• Requirement: Copy the items word for word, starting at the line that contains "of the turquoise" and ending at the last line of the items. Leave out the pictures.

• Available records:
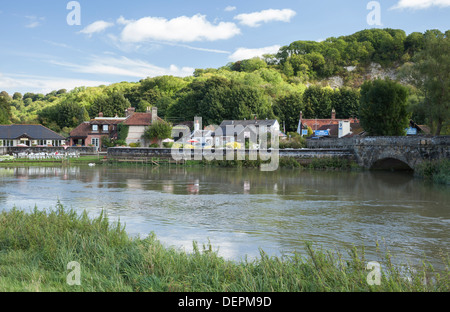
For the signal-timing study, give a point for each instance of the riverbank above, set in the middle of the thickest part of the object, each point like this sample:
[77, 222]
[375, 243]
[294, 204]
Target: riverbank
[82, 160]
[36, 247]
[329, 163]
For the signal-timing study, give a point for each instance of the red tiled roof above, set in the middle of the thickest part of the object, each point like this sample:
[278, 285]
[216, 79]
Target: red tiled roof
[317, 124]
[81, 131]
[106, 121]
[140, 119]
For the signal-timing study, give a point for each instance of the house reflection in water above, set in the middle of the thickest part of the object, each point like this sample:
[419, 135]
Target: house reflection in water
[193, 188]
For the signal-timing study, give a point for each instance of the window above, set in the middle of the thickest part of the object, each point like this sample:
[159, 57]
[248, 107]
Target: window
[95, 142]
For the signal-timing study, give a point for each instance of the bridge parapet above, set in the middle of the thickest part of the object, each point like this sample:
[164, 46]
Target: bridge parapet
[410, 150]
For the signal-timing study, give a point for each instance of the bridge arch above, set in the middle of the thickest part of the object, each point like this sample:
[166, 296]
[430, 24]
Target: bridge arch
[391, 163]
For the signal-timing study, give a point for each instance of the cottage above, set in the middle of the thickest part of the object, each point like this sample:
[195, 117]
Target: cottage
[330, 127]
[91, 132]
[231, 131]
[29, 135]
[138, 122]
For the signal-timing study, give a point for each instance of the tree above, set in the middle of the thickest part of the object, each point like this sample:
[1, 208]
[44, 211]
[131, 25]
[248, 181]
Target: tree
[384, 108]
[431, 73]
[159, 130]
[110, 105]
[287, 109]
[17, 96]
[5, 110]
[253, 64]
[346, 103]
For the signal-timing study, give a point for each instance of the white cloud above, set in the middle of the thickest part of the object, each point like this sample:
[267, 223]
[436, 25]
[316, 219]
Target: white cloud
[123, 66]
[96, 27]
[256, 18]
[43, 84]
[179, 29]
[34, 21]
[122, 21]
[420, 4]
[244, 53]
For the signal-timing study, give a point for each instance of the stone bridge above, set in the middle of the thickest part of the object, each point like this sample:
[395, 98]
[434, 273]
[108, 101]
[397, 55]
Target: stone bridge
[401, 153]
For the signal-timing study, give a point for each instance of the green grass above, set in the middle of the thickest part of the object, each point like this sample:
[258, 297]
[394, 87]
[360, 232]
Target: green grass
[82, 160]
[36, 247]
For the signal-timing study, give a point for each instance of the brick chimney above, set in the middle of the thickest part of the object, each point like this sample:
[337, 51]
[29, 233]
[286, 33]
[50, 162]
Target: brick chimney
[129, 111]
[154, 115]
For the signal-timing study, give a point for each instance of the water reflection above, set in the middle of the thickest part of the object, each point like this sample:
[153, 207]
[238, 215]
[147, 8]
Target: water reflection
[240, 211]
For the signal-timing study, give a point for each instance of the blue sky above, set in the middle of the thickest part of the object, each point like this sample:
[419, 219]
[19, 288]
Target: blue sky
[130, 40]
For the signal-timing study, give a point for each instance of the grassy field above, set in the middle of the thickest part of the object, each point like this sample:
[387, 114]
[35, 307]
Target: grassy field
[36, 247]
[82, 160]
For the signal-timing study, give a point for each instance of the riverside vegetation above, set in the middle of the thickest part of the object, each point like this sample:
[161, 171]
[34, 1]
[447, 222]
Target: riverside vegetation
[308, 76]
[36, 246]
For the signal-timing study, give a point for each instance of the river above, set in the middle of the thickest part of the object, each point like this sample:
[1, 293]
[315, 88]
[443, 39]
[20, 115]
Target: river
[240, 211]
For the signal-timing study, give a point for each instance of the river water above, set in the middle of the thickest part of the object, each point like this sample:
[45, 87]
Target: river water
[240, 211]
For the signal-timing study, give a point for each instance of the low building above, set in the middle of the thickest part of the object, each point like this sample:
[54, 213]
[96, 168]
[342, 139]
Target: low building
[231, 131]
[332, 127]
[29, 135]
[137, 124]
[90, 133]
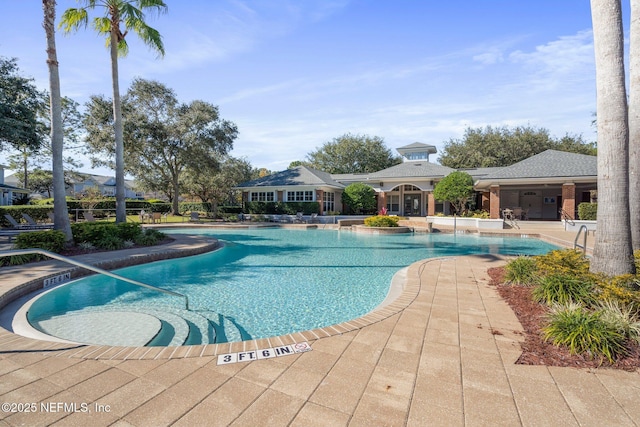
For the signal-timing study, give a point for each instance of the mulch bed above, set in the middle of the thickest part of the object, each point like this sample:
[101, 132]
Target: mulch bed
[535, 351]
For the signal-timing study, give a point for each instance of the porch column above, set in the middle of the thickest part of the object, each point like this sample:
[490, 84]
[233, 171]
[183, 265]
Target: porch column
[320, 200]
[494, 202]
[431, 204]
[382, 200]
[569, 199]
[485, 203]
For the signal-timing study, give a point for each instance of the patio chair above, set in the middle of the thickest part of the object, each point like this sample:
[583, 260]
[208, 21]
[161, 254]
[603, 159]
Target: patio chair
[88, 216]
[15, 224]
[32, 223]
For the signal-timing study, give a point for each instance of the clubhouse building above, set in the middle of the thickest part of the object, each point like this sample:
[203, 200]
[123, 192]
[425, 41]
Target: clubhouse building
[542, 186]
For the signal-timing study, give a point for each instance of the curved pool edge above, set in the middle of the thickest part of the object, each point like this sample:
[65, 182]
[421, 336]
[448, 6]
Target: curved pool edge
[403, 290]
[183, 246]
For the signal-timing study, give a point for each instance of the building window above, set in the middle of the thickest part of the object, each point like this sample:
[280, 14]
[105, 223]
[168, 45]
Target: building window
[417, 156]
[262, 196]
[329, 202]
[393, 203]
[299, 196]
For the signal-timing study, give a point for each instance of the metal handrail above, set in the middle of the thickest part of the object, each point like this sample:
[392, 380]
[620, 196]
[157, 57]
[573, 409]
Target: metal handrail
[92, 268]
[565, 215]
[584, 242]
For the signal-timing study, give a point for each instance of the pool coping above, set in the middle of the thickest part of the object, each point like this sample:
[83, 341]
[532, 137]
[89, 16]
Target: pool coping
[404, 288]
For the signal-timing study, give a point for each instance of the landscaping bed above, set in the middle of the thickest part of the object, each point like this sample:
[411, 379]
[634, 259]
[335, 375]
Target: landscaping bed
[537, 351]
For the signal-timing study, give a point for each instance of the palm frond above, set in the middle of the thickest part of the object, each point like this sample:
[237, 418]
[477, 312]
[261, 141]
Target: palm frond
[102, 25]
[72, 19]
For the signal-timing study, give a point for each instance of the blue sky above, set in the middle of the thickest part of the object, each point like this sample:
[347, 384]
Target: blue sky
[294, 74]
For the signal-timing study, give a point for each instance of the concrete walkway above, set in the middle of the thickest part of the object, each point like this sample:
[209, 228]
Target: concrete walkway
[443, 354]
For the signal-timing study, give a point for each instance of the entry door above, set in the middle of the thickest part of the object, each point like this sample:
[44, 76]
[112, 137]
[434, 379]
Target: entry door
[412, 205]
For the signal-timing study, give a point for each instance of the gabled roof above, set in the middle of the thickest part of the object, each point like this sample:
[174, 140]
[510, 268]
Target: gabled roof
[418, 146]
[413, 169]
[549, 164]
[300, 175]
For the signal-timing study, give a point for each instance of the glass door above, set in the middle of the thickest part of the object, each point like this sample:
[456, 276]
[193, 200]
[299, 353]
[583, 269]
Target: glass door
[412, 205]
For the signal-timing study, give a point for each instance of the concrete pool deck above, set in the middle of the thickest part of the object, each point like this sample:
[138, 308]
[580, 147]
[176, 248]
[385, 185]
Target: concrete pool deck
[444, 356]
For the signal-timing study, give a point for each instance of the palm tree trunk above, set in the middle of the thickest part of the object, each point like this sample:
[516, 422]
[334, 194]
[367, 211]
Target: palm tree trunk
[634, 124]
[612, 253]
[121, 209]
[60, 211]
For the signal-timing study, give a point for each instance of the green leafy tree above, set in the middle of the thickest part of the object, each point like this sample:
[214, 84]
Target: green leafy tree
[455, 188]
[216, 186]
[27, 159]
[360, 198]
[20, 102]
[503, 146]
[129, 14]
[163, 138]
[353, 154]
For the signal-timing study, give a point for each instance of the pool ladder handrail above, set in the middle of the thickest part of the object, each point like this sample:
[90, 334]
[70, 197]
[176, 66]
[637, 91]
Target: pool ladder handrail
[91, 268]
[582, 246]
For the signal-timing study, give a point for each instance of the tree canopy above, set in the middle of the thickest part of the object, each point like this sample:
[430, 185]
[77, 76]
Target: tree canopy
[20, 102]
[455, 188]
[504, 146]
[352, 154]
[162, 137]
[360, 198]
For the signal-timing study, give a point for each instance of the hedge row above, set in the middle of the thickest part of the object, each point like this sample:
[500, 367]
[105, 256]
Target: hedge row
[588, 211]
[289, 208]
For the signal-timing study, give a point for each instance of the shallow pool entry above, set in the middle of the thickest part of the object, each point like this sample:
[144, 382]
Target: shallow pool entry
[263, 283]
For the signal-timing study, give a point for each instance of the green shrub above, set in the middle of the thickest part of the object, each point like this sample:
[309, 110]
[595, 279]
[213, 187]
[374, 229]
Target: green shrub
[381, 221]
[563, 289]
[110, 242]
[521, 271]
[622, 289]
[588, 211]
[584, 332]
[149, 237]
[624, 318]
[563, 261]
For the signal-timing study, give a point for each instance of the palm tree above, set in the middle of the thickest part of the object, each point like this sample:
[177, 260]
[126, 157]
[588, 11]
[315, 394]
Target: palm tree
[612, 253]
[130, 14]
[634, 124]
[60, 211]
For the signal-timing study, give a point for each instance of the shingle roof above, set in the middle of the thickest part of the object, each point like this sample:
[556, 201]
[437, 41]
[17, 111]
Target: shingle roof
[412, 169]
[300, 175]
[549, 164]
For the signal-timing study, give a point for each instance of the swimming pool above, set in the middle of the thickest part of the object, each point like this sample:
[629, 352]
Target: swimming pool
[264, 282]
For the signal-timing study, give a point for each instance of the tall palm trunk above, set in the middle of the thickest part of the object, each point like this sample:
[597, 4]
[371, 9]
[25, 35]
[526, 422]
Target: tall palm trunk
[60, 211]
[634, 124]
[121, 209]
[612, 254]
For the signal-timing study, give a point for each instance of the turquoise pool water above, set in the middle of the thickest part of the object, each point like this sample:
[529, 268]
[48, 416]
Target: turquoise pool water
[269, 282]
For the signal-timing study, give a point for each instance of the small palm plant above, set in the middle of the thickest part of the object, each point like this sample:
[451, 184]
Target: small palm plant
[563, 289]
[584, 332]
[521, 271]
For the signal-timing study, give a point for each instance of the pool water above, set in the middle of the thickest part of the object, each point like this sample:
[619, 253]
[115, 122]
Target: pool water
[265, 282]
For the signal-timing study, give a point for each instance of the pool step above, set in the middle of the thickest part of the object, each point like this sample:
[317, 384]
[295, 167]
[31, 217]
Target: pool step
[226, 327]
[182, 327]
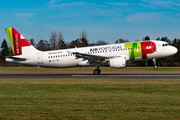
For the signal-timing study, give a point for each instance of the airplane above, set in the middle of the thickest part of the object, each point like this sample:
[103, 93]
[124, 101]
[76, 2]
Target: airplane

• Response to the exercise:
For the signal-timing study, give a point for each instance of the turquoise pool water above, set in the middle of the thickest part of the object, each point like this sample:
[529, 268]
[48, 416]
Target: turquoise pool water
[269, 282]
For the signal-timing study, give a point for each instance of the small palm plant above, set in the middle of the thickest part of the object, each point like this sample:
[451, 184]
Target: small palm plant
[563, 289]
[584, 332]
[521, 271]
For the signal-timing study, give a point for each instance of the pool water above, set in the middle of the thickest part of the object, each point like this sample:
[619, 253]
[115, 122]
Target: pool water
[265, 282]
For the signal-timing study, give a point for each instance of the pool step above, set in the middle of the thickest part of the object, each point like this sample:
[317, 384]
[295, 167]
[31, 217]
Target: pool step
[226, 327]
[182, 327]
For the signal-timing study, give a point for each instance of the airplane above, set in the middle of the thickest part of the object, each point like this sample:
[103, 93]
[124, 101]
[76, 2]
Target: airplane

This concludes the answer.